Required task a » List every distinct device file path that appears in the joystick device thread below, giving each one only once.

# Joystick device

## pygoscelis

I'm not sure if this is the proper forum, but here goes.

I have a flight simulator controller (looks like an RC transmitter, connects to USB) which my simulator program can use, no problem. But jstest and jscal programs don't seem to see it. There's no /dev/js0, nor /dev/input/js0. There is /dev/input/by-id/usb-0402_ADC-event-joystick file but jstest and jscal both give an "invalid argument" error message with it. 

How do I make jstest/jscal work? Do I need to manually create /dev/js0 or whatever it's called today?

----------

## ziggysquatch

I had similar problem with my Gravis aftershock that was created as /dev/hidraw so I just created a symlink of /dev/input/js0 and it worked fine.

----------

## pygoscelis

 *ziggysquatch wrote:*   

> I had similar problem with my Gravis aftershock that was created as /dev/hidraw so I just created a symlink of /dev/input/js0 and it worked fine.

Named object pointing listing:
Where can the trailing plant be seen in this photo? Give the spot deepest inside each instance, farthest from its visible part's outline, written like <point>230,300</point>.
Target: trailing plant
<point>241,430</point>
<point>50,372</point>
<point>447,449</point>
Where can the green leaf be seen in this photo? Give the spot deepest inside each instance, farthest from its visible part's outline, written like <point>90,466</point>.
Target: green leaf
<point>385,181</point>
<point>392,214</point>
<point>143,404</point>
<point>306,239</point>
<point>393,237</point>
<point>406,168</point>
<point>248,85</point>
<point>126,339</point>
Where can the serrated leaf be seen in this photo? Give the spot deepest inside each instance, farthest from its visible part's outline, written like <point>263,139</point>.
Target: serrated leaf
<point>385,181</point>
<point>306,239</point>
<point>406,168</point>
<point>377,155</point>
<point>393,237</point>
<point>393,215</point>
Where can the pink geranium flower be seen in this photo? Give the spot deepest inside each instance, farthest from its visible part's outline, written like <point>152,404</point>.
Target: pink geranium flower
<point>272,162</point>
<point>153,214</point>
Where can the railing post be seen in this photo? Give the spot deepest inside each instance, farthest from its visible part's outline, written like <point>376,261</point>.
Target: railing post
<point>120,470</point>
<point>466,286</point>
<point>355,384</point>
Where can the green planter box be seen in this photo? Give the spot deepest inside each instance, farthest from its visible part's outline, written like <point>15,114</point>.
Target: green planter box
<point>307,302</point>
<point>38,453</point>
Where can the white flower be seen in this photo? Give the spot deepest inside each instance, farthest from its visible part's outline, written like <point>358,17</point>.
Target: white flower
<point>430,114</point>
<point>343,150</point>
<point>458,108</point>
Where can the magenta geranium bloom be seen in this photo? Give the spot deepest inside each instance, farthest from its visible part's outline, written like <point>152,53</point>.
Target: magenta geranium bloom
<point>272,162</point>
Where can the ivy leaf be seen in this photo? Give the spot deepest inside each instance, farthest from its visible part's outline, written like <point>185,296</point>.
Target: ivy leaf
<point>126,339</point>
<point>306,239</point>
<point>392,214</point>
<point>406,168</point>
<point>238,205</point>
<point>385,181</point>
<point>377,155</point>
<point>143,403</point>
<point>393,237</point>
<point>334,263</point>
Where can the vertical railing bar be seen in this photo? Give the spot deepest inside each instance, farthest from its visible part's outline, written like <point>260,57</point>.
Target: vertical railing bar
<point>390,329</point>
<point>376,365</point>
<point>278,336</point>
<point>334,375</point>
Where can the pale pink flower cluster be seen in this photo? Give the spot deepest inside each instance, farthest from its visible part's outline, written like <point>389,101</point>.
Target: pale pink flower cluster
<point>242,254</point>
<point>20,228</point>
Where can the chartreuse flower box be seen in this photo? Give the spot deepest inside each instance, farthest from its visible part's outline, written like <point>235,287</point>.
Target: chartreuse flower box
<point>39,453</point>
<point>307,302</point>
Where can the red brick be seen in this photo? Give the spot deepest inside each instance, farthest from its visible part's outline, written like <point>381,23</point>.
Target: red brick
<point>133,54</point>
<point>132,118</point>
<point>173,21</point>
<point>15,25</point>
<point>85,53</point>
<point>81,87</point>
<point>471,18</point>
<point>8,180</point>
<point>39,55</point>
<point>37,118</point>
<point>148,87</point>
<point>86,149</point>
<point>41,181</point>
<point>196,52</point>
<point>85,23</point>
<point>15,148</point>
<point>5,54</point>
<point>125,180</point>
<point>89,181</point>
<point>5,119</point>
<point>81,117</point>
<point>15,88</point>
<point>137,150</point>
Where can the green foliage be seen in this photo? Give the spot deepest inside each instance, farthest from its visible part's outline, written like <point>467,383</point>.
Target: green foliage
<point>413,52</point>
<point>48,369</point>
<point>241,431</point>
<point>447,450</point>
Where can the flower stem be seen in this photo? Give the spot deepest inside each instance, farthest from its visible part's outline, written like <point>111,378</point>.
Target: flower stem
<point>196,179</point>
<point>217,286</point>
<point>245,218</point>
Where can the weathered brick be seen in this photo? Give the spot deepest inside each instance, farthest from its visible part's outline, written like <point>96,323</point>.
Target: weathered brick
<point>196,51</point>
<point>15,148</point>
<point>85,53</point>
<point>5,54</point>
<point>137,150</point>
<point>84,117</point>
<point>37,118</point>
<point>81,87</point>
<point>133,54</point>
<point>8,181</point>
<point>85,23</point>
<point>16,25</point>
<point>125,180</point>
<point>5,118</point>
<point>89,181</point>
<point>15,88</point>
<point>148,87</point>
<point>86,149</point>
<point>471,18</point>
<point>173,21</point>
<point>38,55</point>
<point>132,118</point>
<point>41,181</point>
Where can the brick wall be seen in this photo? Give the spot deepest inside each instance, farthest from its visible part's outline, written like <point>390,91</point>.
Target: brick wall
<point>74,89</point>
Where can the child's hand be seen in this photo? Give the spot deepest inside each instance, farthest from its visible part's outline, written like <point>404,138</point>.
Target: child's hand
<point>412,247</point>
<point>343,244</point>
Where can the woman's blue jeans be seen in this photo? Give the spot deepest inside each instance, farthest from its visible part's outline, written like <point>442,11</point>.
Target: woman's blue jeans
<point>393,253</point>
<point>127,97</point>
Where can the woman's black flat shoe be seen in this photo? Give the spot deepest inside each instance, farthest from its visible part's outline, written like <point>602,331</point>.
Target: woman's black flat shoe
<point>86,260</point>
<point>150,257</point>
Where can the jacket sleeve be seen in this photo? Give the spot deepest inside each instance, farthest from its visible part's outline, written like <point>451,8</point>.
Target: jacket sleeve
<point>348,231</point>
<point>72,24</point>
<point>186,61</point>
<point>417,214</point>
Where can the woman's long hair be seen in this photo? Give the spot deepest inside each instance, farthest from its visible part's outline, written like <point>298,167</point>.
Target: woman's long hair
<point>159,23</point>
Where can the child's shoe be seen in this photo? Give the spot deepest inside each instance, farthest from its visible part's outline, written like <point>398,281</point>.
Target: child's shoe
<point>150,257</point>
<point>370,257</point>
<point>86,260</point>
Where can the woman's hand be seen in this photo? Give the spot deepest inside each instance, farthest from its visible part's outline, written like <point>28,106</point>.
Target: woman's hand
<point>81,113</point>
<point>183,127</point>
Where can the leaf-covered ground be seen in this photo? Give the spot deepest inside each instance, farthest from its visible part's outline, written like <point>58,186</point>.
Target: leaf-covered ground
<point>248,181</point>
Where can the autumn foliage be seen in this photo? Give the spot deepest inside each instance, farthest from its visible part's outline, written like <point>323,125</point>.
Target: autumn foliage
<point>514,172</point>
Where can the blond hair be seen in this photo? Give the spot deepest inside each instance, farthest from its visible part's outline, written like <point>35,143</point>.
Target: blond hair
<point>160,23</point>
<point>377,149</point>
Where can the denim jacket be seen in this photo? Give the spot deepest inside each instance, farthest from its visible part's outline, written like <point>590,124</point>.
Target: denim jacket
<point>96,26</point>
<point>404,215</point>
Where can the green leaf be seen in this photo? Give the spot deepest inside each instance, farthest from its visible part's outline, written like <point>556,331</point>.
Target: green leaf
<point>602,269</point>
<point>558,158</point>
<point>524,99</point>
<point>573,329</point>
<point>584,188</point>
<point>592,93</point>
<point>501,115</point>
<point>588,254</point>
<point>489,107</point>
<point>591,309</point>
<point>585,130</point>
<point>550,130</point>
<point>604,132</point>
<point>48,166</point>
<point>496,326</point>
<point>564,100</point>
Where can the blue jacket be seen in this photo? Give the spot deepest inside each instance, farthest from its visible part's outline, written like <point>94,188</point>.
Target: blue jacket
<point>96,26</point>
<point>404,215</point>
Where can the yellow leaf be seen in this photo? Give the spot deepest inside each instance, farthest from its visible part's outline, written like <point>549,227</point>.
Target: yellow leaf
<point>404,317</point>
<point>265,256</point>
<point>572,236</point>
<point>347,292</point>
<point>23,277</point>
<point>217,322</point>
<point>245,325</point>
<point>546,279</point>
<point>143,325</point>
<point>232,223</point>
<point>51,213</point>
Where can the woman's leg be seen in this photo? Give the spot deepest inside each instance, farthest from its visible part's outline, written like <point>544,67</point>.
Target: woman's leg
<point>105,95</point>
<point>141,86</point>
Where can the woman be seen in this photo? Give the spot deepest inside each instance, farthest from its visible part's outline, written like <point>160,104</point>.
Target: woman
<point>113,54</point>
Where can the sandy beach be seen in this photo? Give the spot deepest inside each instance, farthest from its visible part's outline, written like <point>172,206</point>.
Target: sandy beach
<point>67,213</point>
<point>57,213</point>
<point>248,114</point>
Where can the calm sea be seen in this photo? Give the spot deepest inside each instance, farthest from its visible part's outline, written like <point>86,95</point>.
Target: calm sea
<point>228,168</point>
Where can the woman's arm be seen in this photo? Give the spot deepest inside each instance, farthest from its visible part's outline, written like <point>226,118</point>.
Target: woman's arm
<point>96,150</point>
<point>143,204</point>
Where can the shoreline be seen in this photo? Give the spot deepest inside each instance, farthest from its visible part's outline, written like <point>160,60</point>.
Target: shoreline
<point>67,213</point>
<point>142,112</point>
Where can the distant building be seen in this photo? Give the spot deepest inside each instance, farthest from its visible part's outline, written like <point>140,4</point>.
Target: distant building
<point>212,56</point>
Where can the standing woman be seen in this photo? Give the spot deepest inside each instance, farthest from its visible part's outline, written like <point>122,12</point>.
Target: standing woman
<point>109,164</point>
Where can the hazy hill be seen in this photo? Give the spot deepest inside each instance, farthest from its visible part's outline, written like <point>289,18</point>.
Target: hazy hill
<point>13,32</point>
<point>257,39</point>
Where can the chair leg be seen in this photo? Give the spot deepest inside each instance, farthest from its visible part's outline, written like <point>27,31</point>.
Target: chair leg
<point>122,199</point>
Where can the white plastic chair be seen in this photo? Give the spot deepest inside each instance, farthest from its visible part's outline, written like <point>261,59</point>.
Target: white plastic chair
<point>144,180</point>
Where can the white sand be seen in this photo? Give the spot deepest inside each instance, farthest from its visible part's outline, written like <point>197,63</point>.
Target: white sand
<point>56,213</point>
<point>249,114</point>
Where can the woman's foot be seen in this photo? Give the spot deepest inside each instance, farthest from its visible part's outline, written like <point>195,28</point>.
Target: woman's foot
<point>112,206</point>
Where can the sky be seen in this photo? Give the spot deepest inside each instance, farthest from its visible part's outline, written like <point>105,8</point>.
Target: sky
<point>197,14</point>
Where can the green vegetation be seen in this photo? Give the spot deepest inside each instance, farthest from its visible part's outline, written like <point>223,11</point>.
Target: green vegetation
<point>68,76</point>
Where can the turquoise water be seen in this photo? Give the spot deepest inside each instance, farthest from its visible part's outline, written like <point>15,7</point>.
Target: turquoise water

Required task b » Count the lines of the listing above that contain the string "calm". Case counts. Reply with the number alone.

Expected answer a »
/dev/js0
/dev/input/js0
/dev/input/by-id/usb-0402_ADC-event-joystick
/dev/hidraw

Expected answer b » 2